▶ [Task to complete]: Output every line of the records below as a numbered list, omitting blank lines.

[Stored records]

[Start]

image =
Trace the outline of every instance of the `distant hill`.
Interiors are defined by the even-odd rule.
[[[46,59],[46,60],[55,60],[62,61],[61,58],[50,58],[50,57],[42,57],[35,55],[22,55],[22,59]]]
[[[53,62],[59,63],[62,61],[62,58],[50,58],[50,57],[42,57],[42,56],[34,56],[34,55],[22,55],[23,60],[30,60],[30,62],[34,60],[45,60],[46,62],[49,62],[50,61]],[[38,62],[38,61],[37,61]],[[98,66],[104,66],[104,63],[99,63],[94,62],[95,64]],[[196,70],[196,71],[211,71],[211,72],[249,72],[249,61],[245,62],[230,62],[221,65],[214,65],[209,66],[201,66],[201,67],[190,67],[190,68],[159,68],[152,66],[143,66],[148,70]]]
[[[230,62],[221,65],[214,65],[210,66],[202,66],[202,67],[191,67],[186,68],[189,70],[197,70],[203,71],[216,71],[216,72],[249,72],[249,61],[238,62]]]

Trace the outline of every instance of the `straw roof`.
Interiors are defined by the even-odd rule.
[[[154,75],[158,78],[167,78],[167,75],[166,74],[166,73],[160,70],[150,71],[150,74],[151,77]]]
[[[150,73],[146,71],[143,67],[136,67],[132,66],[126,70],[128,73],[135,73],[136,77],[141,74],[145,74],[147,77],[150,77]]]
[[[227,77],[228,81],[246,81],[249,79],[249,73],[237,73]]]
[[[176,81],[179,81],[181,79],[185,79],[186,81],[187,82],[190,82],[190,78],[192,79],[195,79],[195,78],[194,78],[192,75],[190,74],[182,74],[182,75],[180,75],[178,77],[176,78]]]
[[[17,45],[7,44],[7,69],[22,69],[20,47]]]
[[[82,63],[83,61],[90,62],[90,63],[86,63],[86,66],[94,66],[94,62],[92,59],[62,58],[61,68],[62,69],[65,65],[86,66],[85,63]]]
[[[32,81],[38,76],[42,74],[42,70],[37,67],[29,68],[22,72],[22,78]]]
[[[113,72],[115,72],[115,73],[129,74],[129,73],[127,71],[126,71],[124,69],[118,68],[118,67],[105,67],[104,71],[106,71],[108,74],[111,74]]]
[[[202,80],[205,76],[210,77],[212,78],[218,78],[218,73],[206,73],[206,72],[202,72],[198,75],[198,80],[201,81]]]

[End]

▶ [Answer to the exercise]:
1. image =
2. Trace the outline of every instance of the `distant hill`.
3. Interiors are defined by the even-odd rule.
4. [[[46,59],[46,60],[55,60],[62,61],[61,58],[50,58],[50,57],[42,57],[35,55],[22,55],[22,59]]]
5. [[[53,62],[59,63],[62,61],[62,58],[50,58],[50,57],[42,57],[42,56],[34,56],[34,55],[22,55],[23,60],[30,60],[30,62],[34,60],[45,60],[46,62],[49,62],[50,61]],[[38,62],[38,61],[37,61]],[[98,66],[104,66],[104,63],[99,63],[94,62],[95,64]],[[196,70],[196,71],[211,71],[211,72],[249,72],[249,61],[245,62],[230,62],[221,65],[214,65],[209,66],[201,66],[201,67],[190,67],[190,68],[159,68],[152,66],[143,66],[148,70]]]
6. [[[230,62],[221,65],[214,65],[210,66],[202,66],[202,67],[191,67],[186,68],[189,70],[197,70],[203,71],[216,71],[216,72],[249,72],[249,61],[238,62]]]
7. Trace the outline of every instance of the `straw roof`.
8. Interiors are defined by the even-odd rule.
9. [[[154,75],[158,78],[167,78],[167,75],[166,74],[166,73],[160,70],[150,71],[150,74],[151,77]]]
10. [[[150,73],[146,71],[143,67],[136,67],[132,66],[126,70],[128,73],[135,73],[136,77],[141,74],[145,74],[147,77],[150,77]]]
11. [[[227,77],[228,81],[246,81],[249,79],[249,73],[237,73]]]
12. [[[176,81],[179,81],[181,79],[185,79],[186,81],[187,82],[190,82],[190,78],[192,79],[195,79],[195,78],[194,78],[192,75],[190,74],[182,74],[182,75],[180,75],[178,77],[176,78]]]
13. [[[17,45],[7,44],[7,69],[22,69],[20,47]]]
14. [[[82,63],[83,61],[90,62],[90,63],[86,63],[86,66],[94,66],[94,62],[92,59],[62,58],[61,68],[62,69],[65,65],[86,66],[85,63]]]
15. [[[32,81],[38,76],[42,74],[42,70],[37,67],[29,68],[22,72],[22,78]]]
16. [[[113,72],[115,72],[115,73],[129,74],[129,73],[127,71],[126,71],[124,69],[118,68],[118,67],[105,67],[104,71],[106,71],[108,74],[111,74]]]
17. [[[202,80],[205,76],[210,77],[212,78],[218,78],[218,73],[206,73],[206,72],[202,72],[198,75],[198,80],[201,81]]]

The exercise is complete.